## EXCERPT PROVIDED
%%

Following cancer’s journey

01 April 2015
By David Wedge

Subclonal structure within 10 metastatic lethal prostate cancers. Subclones shown as phylogenetic trees and oval plots. Patients with polyclonal seeding (A34, A22, A31, A32 and A24) on right. <strong><br>Click to view larger image</strong><br>Credit: DOI:10.1038/nature14347

Subclonal structure within 10 metastatic lethal prostate cancers. Subclones shown as phylogenetic trees and oval plots. Patients with polyclonal seeding (A34, A22, A31, A32 and A24) on right.
Click to view larger image

Credit: DOI:10.1038/nature14347

In my last post I explained how the numerous different tumour cells found in prostate and other cancers can make it difficult for clinicians to decide on appropriate therapy. In this post, I will explore how this heterogeneity in primary tumours evolves over time, how cancer progresses as tumours spread to other organs (metastasise) and how metastatic tumours respond to treatment.

In a study published in Nature today, we sequenced the whole genomes of 46 metastatic tumours and five primary prostate tumours from 10 men. As cancer cells multiply and spread, they acquire mutations. By identifying these mutations across multiple metastases from the same man, we were able to track the movement of these cells throughout the body.

As I described in the previous post, cancers are made up of separate populations of genetically related cells, which we call subclones. The cells within each of these subclones are descended from a single cell that had a set of mutations in its DNA, or ‘genotype’, that gave it a growth or survival advantage within its environment.

%%

## EXERCISE
Please reproduce the post on cancer's journey word for word, between "As I described" and "within its environment.", inclusive. The records after the post on cancer's journey are separate material.

## RECORD EXCERPTS

%%

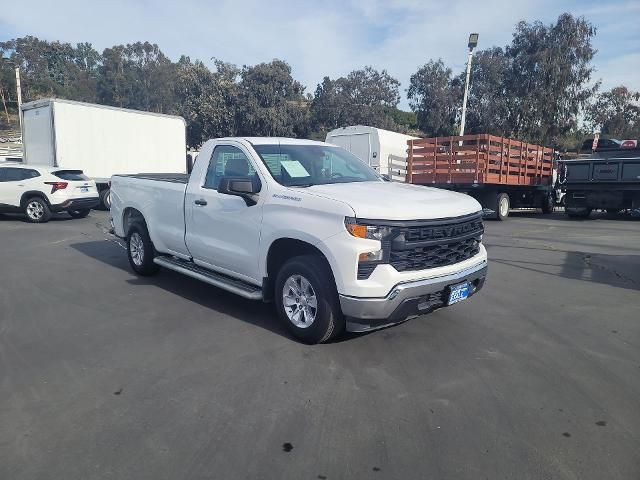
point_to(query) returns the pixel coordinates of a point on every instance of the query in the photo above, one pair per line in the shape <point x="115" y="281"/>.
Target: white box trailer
<point x="102" y="140"/>
<point x="383" y="150"/>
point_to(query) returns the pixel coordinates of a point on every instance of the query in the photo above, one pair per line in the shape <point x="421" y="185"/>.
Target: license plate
<point x="457" y="293"/>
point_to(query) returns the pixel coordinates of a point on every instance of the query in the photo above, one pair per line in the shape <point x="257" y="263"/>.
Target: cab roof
<point x="277" y="140"/>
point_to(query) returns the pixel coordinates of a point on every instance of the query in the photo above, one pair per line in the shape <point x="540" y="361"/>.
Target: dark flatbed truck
<point x="606" y="180"/>
<point x="501" y="173"/>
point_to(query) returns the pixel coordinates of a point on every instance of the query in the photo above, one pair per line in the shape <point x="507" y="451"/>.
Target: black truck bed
<point x="604" y="168"/>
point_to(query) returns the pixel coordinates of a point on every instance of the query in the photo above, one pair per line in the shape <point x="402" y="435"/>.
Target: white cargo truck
<point x="102" y="141"/>
<point x="383" y="150"/>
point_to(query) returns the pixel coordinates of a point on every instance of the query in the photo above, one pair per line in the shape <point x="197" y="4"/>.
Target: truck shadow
<point x="112" y="253"/>
<point x="19" y="217"/>
<point x="561" y="216"/>
<point x="621" y="271"/>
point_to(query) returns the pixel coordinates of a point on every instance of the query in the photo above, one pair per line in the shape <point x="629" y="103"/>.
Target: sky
<point x="330" y="37"/>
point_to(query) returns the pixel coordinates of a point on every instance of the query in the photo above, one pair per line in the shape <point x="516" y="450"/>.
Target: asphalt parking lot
<point x="106" y="375"/>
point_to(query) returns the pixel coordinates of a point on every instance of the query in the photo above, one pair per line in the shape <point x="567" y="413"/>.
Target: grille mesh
<point x="435" y="244"/>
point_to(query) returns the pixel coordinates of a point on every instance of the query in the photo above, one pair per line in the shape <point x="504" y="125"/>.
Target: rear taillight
<point x="55" y="186"/>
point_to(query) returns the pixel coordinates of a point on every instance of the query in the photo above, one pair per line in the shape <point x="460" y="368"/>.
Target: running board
<point x="219" y="280"/>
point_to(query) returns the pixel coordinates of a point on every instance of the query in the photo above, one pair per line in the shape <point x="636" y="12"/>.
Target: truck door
<point x="38" y="136"/>
<point x="222" y="231"/>
<point x="361" y="148"/>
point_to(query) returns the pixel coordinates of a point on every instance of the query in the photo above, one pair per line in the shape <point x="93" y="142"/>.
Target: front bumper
<point x="407" y="299"/>
<point x="76" y="204"/>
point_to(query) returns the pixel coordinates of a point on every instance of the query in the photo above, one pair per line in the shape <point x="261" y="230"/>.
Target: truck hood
<point x="398" y="201"/>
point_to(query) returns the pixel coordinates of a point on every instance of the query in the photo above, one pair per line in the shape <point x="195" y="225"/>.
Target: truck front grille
<point x="435" y="243"/>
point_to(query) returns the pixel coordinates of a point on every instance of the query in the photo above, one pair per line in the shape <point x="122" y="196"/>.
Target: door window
<point x="17" y="174"/>
<point x="227" y="161"/>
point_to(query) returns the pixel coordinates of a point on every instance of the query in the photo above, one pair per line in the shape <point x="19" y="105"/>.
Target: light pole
<point x="19" y="95"/>
<point x="473" y="42"/>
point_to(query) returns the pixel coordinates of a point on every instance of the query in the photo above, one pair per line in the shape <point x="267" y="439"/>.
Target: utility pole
<point x="19" y="94"/>
<point x="473" y="42"/>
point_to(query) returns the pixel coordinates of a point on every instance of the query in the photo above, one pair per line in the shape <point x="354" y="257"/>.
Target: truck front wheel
<point x="502" y="206"/>
<point x="307" y="300"/>
<point x="140" y="251"/>
<point x="37" y="210"/>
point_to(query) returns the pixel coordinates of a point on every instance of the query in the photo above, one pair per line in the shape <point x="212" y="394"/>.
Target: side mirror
<point x="245" y="187"/>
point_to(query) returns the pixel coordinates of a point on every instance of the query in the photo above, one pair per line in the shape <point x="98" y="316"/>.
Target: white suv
<point x="39" y="191"/>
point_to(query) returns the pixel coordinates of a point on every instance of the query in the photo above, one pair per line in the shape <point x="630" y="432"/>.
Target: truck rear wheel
<point x="503" y="205"/>
<point x="105" y="199"/>
<point x="548" y="204"/>
<point x="140" y="251"/>
<point x="307" y="300"/>
<point x="37" y="210"/>
<point x="578" y="212"/>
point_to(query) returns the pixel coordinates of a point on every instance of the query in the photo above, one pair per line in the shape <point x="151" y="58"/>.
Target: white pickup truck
<point x="309" y="226"/>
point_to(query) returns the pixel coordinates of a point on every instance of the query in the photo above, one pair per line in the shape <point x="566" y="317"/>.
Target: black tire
<point x="578" y="212"/>
<point x="79" y="213"/>
<point x="105" y="199"/>
<point x="503" y="204"/>
<point x="140" y="251"/>
<point x="548" y="204"/>
<point x="328" y="321"/>
<point x="37" y="210"/>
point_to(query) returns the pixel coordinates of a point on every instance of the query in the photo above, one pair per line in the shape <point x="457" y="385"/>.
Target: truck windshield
<point x="306" y="165"/>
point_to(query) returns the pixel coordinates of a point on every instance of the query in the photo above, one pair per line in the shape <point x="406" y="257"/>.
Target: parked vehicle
<point x="309" y="226"/>
<point x="40" y="191"/>
<point x="102" y="140"/>
<point x="608" y="180"/>
<point x="383" y="150"/>
<point x="500" y="173"/>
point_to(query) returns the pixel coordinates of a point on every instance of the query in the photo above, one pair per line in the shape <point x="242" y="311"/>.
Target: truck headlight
<point x="372" y="232"/>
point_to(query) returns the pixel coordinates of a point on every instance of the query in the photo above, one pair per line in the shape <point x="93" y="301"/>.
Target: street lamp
<point x="473" y="43"/>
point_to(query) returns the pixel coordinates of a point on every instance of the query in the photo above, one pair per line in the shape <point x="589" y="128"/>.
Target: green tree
<point x="51" y="69"/>
<point x="365" y="96"/>
<point x="206" y="100"/>
<point x="548" y="79"/>
<point x="271" y="102"/>
<point x="616" y="113"/>
<point x="434" y="97"/>
<point x="137" y="76"/>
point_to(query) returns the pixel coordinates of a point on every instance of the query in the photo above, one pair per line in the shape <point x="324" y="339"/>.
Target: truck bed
<point x="161" y="177"/>
<point x="478" y="159"/>
<point x="611" y="169"/>
<point x="161" y="197"/>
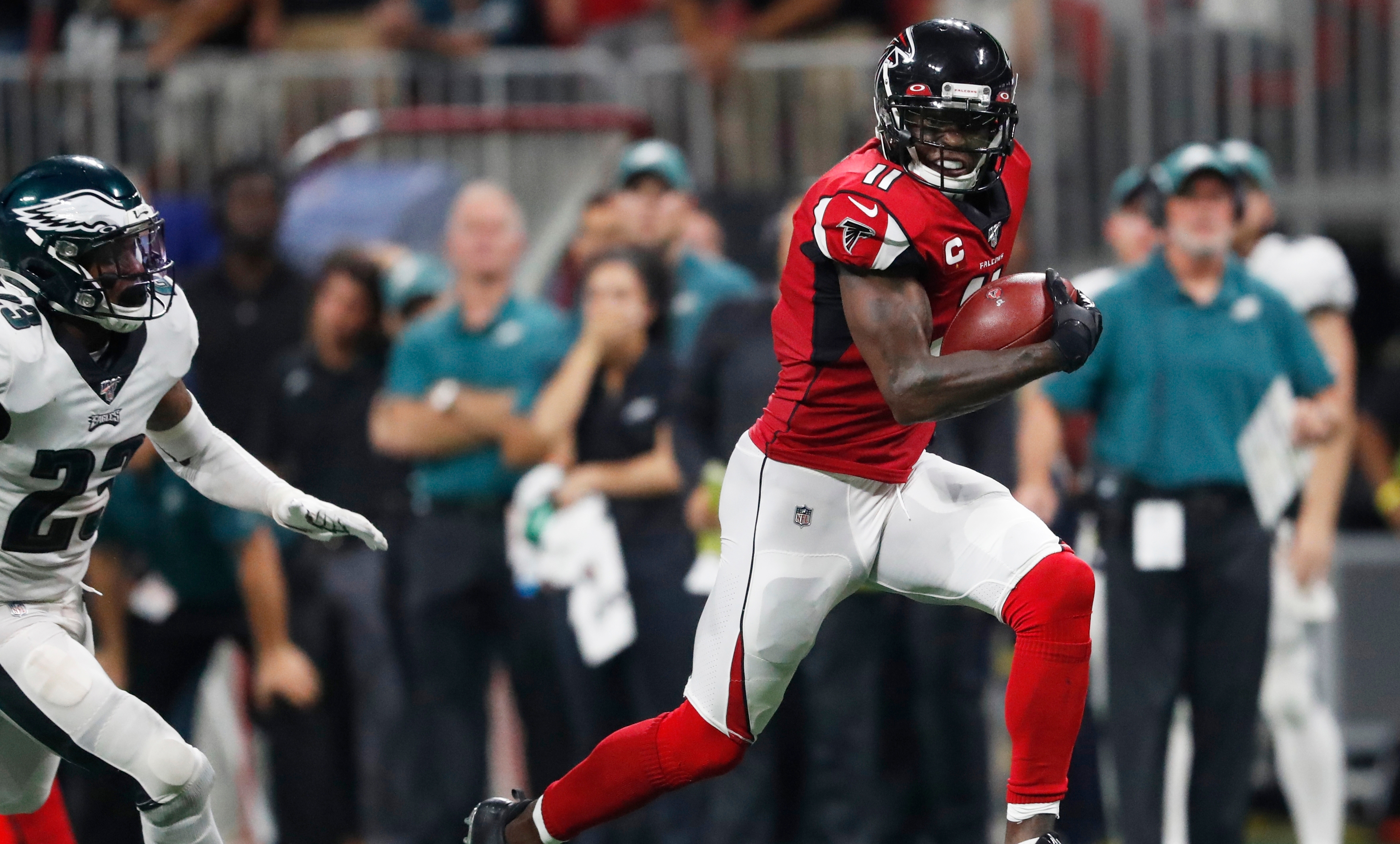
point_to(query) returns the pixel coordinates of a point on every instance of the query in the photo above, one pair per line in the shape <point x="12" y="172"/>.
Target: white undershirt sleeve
<point x="223" y="472"/>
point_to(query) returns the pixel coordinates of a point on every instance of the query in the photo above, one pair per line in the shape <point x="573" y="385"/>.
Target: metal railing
<point x="1098" y="93"/>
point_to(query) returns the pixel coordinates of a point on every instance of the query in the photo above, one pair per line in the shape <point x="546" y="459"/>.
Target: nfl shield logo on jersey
<point x="108" y="388"/>
<point x="994" y="236"/>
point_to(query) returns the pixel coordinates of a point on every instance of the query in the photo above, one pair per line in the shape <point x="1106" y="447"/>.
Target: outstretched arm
<point x="223" y="472"/>
<point x="891" y="321"/>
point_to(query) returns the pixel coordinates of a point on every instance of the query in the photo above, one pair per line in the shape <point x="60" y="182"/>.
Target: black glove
<point x="1077" y="322"/>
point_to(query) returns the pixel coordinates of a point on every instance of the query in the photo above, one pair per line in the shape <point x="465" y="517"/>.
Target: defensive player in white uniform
<point x="94" y="343"/>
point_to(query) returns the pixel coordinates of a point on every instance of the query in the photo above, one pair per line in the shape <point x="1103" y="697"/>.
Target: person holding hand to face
<point x="607" y="417"/>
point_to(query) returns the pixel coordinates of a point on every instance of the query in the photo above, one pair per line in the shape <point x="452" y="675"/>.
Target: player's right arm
<point x="223" y="471"/>
<point x="891" y="322"/>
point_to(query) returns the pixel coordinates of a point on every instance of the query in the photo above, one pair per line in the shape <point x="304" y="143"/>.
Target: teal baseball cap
<point x="414" y="275"/>
<point x="1249" y="161"/>
<point x="1176" y="170"/>
<point x="656" y="157"/>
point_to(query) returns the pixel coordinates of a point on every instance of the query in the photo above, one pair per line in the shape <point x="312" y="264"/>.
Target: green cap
<point x="656" y="157"/>
<point x="1127" y="185"/>
<point x="1172" y="172"/>
<point x="411" y="276"/>
<point x="1249" y="163"/>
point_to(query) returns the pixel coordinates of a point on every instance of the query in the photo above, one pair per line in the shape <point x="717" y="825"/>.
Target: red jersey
<point x="868" y="215"/>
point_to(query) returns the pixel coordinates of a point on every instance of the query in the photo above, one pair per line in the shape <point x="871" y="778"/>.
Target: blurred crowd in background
<point x="167" y="30"/>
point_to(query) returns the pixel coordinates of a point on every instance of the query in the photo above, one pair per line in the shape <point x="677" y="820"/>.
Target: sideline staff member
<point x="454" y="386"/>
<point x="1192" y="343"/>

%%

## RESULT OF THIS TASK
As I described in the previous post, cancers are made up of separate populations of genetically related cells, which we call subclones. The cells within each of these subclones are descended from a single cell that had a set of mutations in its DNA, or ‘genotype’, that gave it a growth or survival advantage within its environment.